### OBJECTIVE
Could you rewrite the stretch of the listing from its start through the line containing "woman's knee", changing "natural-language query" to "text prompt" and leaving everything else as it is?

** Start MATERIAL TO PROCESS **

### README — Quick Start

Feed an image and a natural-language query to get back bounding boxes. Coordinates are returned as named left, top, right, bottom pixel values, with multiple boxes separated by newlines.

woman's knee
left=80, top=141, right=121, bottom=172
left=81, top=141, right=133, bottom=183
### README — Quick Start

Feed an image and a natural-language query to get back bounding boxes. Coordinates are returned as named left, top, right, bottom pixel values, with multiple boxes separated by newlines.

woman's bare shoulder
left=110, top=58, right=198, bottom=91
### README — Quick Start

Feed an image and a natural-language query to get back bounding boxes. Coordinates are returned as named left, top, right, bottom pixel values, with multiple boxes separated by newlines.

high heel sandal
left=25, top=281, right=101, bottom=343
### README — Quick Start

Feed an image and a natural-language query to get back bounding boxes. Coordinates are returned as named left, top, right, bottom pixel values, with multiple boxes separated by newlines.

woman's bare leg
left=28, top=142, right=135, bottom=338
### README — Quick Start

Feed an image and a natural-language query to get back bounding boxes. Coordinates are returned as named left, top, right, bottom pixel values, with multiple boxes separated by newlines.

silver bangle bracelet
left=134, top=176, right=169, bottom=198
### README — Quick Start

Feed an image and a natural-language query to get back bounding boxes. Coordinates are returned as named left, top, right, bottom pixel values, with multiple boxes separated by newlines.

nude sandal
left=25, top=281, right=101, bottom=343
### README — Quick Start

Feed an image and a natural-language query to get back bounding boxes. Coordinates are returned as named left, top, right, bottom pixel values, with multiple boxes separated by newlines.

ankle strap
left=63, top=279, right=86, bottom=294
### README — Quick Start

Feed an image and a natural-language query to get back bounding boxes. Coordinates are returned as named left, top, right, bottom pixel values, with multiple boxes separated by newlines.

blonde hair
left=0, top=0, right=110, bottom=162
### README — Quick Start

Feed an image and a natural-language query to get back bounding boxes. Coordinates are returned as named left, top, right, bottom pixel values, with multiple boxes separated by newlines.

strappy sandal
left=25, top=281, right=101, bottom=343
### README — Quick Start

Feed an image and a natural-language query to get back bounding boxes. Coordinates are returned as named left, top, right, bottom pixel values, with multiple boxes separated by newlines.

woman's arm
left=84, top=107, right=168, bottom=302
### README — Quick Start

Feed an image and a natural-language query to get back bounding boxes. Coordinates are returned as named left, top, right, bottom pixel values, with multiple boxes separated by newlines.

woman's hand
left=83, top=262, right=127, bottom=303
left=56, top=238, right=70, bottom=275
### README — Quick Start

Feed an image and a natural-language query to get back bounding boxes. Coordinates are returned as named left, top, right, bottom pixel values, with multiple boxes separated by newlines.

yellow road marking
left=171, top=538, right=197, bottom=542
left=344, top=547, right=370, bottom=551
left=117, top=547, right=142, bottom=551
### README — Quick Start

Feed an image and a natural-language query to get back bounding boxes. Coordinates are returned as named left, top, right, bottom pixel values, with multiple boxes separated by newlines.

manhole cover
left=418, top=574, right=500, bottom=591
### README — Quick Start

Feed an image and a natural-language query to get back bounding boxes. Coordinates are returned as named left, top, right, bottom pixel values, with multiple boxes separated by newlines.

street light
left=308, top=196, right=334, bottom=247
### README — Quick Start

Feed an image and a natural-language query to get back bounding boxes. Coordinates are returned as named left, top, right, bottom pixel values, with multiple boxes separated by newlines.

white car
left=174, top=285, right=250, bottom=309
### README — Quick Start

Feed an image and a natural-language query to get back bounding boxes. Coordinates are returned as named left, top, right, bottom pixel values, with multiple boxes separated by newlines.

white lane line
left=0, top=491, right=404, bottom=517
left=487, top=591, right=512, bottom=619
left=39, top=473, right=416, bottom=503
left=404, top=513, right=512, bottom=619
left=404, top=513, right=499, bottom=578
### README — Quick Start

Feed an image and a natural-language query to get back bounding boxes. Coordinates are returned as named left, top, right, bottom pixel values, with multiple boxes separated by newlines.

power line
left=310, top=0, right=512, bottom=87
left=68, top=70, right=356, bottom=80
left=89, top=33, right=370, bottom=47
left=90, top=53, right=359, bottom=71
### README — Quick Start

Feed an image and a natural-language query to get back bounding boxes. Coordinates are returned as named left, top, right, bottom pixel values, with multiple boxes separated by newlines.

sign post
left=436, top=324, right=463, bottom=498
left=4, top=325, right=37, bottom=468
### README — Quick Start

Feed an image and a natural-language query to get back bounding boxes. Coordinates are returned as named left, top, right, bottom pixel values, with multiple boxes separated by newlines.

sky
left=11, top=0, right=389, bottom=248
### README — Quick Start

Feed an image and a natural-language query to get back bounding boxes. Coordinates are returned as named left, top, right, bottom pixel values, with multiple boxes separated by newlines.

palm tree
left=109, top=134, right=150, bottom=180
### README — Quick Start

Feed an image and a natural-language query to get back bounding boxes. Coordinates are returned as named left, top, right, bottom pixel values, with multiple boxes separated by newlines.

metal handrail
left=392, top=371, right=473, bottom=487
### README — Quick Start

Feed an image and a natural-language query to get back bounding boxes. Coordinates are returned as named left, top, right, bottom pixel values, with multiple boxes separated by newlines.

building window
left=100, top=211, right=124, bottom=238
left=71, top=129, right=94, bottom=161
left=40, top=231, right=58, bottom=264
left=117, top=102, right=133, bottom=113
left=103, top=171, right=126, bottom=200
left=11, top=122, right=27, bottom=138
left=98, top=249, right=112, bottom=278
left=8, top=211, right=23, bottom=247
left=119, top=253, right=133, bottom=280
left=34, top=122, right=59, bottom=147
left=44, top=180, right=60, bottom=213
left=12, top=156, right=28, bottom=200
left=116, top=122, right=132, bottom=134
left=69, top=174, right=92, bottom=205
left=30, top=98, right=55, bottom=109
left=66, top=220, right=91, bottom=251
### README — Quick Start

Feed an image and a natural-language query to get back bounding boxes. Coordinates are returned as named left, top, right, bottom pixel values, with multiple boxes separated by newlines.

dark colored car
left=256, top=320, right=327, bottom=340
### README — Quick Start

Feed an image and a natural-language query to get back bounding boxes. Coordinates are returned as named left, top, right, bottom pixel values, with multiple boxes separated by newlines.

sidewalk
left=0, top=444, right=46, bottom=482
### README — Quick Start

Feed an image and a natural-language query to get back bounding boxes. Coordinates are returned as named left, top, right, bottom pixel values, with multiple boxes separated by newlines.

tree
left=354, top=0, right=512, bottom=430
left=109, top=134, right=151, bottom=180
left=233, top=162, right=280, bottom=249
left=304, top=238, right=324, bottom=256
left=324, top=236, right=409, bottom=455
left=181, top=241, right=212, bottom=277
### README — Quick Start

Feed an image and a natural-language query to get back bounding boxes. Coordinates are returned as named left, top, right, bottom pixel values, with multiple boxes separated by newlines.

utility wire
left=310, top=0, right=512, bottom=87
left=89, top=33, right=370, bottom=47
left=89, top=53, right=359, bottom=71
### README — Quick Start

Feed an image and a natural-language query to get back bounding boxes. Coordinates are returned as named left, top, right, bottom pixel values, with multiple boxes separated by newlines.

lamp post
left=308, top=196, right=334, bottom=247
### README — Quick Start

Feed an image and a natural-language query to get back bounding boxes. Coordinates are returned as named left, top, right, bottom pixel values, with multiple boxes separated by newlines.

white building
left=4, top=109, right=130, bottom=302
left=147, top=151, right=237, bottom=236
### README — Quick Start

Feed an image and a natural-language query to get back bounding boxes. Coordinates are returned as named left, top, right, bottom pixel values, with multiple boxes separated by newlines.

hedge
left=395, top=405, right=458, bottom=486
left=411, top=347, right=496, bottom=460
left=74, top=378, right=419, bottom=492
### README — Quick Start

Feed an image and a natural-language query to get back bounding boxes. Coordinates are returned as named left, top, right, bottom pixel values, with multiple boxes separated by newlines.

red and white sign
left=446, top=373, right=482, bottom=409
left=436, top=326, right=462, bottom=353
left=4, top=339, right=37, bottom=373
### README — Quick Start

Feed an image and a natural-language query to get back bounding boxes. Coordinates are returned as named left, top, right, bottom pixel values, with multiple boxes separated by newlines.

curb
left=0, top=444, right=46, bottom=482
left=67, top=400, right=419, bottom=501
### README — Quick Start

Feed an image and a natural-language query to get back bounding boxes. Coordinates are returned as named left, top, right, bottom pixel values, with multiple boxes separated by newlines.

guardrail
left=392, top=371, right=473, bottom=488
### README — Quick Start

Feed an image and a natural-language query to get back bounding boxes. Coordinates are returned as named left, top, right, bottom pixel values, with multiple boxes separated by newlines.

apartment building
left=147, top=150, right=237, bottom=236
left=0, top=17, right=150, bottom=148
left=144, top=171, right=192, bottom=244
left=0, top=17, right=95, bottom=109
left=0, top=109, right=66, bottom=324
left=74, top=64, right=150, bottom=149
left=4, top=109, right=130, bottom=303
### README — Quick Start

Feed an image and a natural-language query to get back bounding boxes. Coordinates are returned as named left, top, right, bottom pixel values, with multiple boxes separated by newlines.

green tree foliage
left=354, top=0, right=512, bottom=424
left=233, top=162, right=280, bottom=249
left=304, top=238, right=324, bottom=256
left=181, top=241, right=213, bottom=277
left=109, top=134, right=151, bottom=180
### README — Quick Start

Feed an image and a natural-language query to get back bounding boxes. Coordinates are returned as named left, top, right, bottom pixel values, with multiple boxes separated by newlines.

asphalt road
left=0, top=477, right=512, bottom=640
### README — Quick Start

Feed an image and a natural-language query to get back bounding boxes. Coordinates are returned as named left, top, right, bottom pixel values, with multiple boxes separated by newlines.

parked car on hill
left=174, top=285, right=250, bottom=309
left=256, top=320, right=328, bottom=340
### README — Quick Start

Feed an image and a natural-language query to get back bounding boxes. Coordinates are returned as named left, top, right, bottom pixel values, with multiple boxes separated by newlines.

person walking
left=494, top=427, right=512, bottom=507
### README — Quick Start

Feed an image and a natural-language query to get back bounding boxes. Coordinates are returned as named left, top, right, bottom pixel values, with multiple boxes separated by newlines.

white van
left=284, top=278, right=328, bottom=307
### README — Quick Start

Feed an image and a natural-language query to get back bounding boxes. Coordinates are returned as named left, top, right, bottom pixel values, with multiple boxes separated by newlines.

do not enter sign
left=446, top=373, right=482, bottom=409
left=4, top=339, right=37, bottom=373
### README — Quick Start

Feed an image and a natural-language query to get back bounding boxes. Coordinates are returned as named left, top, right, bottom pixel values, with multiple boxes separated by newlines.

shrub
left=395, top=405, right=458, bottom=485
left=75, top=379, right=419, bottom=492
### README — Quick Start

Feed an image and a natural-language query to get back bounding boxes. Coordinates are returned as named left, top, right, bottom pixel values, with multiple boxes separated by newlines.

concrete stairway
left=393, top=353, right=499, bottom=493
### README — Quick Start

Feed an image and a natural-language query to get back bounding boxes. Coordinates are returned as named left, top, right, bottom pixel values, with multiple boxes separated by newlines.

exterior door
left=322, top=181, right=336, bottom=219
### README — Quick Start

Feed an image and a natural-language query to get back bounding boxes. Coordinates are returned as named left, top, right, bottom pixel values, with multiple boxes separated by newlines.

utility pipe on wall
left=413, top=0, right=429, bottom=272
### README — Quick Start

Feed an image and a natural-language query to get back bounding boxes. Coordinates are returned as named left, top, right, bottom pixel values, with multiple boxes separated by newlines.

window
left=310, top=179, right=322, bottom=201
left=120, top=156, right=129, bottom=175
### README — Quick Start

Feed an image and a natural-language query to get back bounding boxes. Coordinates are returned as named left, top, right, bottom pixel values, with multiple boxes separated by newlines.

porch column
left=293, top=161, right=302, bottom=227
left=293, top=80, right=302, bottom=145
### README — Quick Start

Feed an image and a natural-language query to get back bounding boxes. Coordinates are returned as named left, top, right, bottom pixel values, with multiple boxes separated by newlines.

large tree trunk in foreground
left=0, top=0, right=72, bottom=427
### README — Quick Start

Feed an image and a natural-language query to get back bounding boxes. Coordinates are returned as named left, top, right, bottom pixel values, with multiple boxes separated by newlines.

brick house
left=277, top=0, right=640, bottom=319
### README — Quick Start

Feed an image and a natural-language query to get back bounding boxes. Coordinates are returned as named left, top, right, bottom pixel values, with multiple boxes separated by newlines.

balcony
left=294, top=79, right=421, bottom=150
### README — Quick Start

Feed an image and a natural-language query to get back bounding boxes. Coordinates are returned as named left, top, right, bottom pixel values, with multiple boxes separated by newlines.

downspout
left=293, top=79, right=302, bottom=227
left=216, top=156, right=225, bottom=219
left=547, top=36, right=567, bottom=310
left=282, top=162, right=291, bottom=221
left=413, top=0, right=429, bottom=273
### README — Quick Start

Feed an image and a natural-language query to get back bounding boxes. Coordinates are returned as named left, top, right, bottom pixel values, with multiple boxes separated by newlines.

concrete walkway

** End MATERIAL TO PROCESS **

### SOLUTION
### README — Quick Start

Feed an image and a text prompt to get back bounding boxes. Coordinates are returned as named left, top, right, bottom pixel values, with multiple boxes separated by newlines.

woman's knee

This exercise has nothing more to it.